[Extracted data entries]
— start —
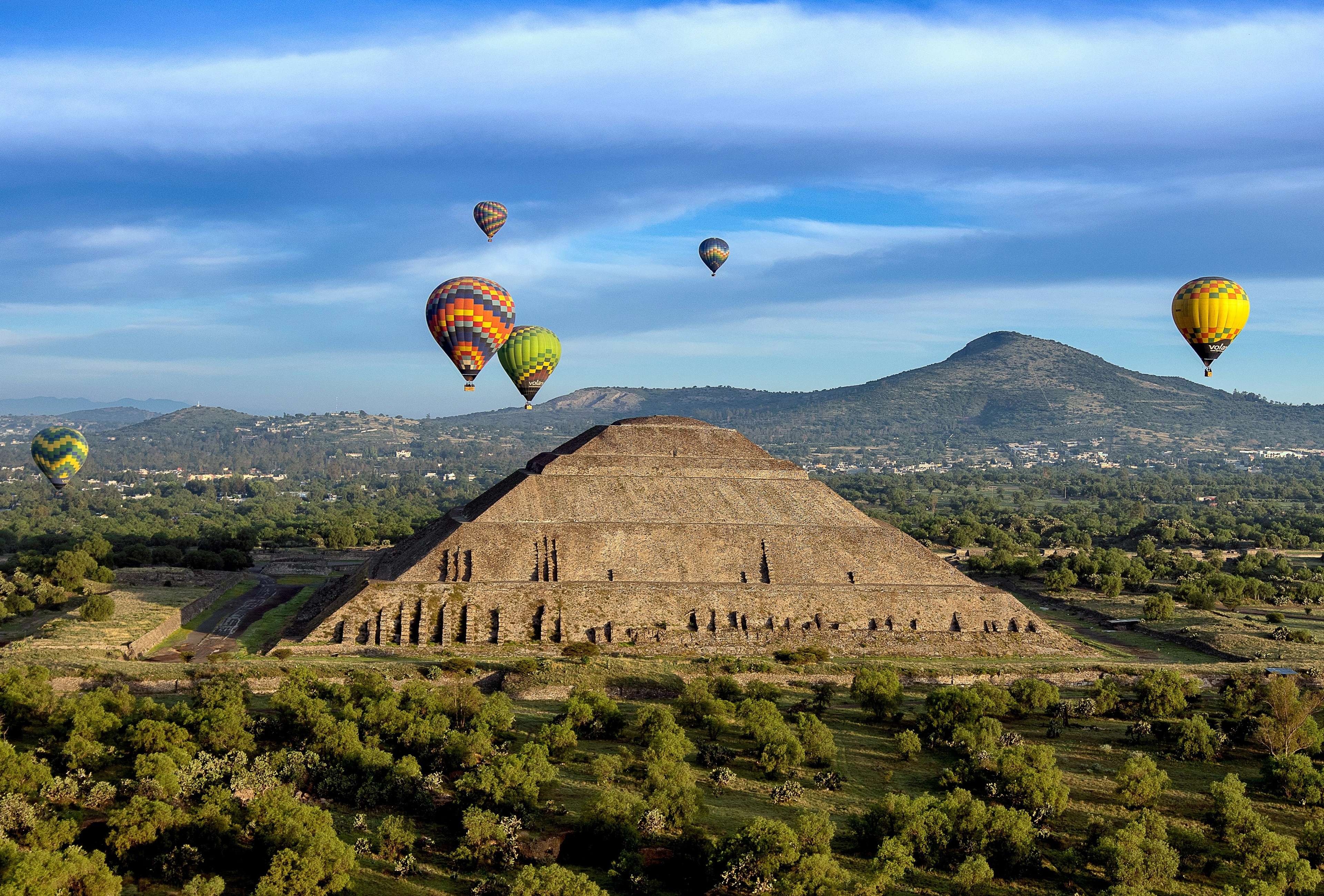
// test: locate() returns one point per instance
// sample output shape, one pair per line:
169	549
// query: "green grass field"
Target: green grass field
1089	757
269	627
240	589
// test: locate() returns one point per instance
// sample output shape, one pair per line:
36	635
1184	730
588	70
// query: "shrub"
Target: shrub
1033	695
1138	857
398	838
1197	742
788	793
1159	608
553	880
1060	580
1163	693
1141	781
820	748
561	740
722	777
580	650
1297	779
878	691
99	608
972	875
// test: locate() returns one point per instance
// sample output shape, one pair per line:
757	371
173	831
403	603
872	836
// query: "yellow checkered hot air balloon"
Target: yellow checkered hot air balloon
59	452
530	357
1211	312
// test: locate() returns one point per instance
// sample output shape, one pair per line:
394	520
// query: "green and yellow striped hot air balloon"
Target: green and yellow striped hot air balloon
60	453
530	357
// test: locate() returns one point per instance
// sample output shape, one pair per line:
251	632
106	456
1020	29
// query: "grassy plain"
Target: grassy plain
1087	755
138	611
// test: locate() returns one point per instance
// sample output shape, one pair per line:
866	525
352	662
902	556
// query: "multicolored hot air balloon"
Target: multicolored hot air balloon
490	217
471	318
530	357
60	453
1211	312
714	252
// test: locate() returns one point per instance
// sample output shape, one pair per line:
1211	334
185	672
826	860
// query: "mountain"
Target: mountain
1001	388
46	406
120	416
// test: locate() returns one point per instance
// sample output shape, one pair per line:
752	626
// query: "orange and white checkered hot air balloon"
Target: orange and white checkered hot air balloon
1211	312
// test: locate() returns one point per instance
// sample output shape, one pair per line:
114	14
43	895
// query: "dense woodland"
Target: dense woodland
211	795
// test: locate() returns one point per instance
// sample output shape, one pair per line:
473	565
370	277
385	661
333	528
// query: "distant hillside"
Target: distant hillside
46	406
1001	388
112	416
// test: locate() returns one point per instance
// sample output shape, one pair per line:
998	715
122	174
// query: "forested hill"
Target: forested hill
1001	388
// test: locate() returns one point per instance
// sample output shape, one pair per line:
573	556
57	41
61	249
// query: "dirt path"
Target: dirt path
220	632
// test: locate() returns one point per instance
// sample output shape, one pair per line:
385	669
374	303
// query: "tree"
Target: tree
1060	580
72	567
509	781
1029	779
1163	693
1159	608
1139	855
1289	727
559	739
553	880
99	608
1033	695
1197	742
672	788
972	875
1297	779
1141	781
878	691
820	748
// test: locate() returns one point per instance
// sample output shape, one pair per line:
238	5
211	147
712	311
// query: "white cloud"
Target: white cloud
717	74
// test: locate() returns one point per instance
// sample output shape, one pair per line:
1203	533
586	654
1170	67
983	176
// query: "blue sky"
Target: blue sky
248	204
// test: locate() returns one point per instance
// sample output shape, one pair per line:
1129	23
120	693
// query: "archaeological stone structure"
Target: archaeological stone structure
668	534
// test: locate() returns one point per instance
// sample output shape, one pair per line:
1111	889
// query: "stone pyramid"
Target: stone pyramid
664	534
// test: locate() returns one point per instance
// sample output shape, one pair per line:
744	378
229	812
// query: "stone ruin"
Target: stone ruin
662	535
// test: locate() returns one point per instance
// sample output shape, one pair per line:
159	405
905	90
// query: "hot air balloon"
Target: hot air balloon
1211	312
471	318
490	217
714	252
530	357
60	453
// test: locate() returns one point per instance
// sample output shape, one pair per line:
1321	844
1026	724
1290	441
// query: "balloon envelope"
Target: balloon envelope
60	453
490	217
714	253
1211	312
471	318
530	357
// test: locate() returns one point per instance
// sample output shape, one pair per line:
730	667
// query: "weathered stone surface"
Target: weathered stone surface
665	534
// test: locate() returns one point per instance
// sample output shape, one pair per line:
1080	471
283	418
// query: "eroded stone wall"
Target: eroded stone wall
664	617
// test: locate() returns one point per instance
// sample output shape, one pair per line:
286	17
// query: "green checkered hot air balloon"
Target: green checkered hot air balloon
530	357
60	453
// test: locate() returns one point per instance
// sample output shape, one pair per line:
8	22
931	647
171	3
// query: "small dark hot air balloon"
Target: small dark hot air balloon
471	318
1211	312
530	357
490	217
59	452
714	253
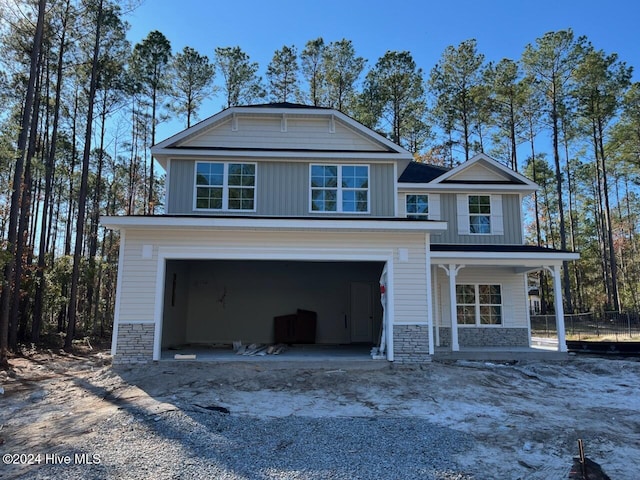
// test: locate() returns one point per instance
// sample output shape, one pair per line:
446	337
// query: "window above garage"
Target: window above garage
225	186
339	188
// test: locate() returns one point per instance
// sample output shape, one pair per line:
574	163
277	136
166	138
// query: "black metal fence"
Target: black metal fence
582	326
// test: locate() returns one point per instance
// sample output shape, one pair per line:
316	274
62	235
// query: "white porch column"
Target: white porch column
557	295
452	272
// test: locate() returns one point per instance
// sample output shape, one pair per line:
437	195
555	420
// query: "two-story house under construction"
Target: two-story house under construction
276	208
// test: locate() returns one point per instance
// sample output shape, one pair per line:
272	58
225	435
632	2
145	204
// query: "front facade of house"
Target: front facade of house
277	208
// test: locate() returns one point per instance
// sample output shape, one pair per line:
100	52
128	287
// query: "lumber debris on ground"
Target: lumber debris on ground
258	349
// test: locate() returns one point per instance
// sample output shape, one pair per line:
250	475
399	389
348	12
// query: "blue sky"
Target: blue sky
425	28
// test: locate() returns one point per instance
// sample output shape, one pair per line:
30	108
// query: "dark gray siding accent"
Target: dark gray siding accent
282	189
381	194
180	188
512	221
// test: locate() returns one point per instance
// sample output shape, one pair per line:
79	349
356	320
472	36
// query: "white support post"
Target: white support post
557	295
452	271
429	293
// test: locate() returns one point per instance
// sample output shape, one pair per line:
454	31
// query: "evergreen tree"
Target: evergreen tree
457	83
312	60
150	68
282	74
193	81
241	84
394	97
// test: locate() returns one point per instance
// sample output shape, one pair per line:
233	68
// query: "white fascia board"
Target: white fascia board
117	222
162	154
503	258
468	187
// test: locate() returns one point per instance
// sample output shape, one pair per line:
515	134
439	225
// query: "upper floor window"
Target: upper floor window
225	186
479	304
418	206
340	188
479	214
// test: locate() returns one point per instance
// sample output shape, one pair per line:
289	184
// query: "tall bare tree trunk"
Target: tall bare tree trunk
82	197
17	187
49	173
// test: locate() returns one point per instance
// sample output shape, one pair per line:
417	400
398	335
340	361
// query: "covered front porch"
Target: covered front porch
480	308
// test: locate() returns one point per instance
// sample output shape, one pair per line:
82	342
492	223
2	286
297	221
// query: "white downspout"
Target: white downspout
557	295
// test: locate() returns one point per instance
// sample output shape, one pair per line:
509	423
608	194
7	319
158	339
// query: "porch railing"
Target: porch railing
583	326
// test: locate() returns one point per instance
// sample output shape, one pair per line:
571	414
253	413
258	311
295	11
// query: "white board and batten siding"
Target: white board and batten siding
283	133
142	247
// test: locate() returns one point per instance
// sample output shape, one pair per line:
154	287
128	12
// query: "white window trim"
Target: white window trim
477	307
495	215
433	201
340	189
225	188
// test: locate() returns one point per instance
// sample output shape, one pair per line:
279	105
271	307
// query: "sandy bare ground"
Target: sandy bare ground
525	418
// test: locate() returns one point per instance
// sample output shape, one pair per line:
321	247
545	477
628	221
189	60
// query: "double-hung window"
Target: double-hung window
225	186
479	214
339	188
479	304
418	207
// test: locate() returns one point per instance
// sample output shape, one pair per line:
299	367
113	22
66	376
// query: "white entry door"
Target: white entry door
361	312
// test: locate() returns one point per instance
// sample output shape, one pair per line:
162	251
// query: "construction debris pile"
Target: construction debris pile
258	349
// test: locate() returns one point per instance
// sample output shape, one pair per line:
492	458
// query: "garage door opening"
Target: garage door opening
214	303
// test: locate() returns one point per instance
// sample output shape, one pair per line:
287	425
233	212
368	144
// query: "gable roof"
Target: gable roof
279	130
417	172
478	173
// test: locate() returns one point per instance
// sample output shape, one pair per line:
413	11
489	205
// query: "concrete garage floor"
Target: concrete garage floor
360	353
320	353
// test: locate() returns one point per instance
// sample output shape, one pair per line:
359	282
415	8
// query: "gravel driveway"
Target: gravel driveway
81	419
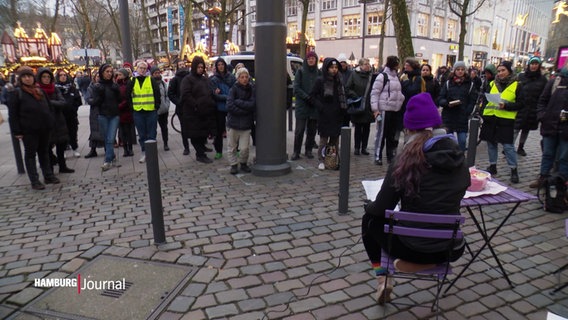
— end —
Short exercise | Find every line in the rows above that contains the word "metal", matching its case exactly, and copy each of those lines.

In response |
// query: "black metal fence"
Target: black metal fence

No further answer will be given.